▸ **The exercise**: Identify every line in the entries below that contains the word "cabinet", and copy each such line in full.

▸ **Records shown**:
** Start **

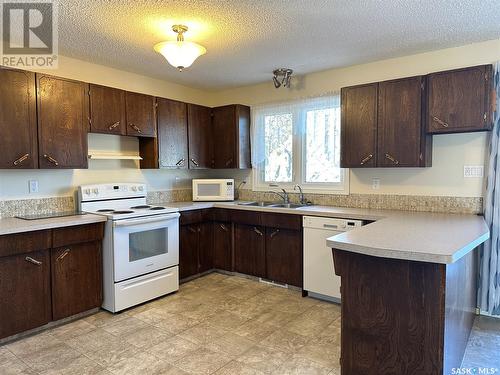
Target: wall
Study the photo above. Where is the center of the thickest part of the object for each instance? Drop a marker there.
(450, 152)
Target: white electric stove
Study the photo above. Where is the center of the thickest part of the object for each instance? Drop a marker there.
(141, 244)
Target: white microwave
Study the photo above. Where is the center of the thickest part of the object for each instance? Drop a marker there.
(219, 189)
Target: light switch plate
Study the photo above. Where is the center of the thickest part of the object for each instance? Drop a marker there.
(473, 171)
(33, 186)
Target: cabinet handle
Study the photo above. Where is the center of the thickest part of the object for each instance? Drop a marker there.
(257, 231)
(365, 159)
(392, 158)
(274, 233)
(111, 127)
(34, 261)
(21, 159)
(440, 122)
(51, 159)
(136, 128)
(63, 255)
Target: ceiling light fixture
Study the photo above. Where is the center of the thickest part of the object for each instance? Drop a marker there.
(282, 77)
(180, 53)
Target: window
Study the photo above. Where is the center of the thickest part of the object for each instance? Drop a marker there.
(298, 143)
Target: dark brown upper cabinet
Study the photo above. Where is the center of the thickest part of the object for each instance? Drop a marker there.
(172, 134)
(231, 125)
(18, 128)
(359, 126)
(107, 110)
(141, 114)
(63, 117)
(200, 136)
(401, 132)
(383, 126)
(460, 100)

** End **
** Start **

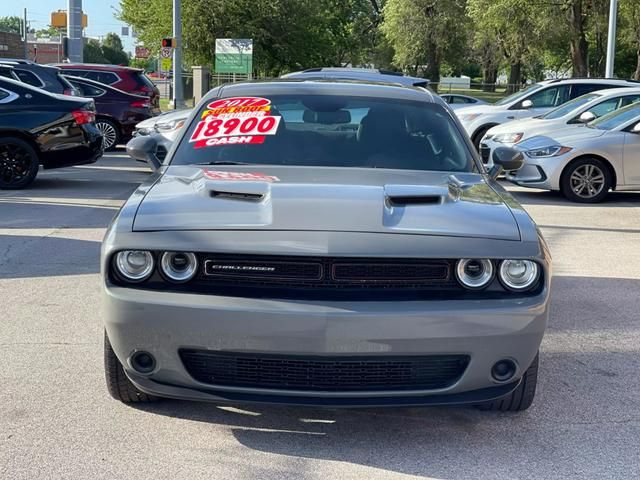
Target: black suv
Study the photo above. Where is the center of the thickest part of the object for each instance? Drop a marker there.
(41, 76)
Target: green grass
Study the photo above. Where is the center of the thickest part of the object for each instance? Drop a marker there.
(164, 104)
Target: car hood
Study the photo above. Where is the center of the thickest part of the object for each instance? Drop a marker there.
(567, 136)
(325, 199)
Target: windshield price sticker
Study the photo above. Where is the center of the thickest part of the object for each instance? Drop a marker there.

** End **

▸ **Output for this exercise**:
Target: cabinet handle
Target: dark brown upper cabinet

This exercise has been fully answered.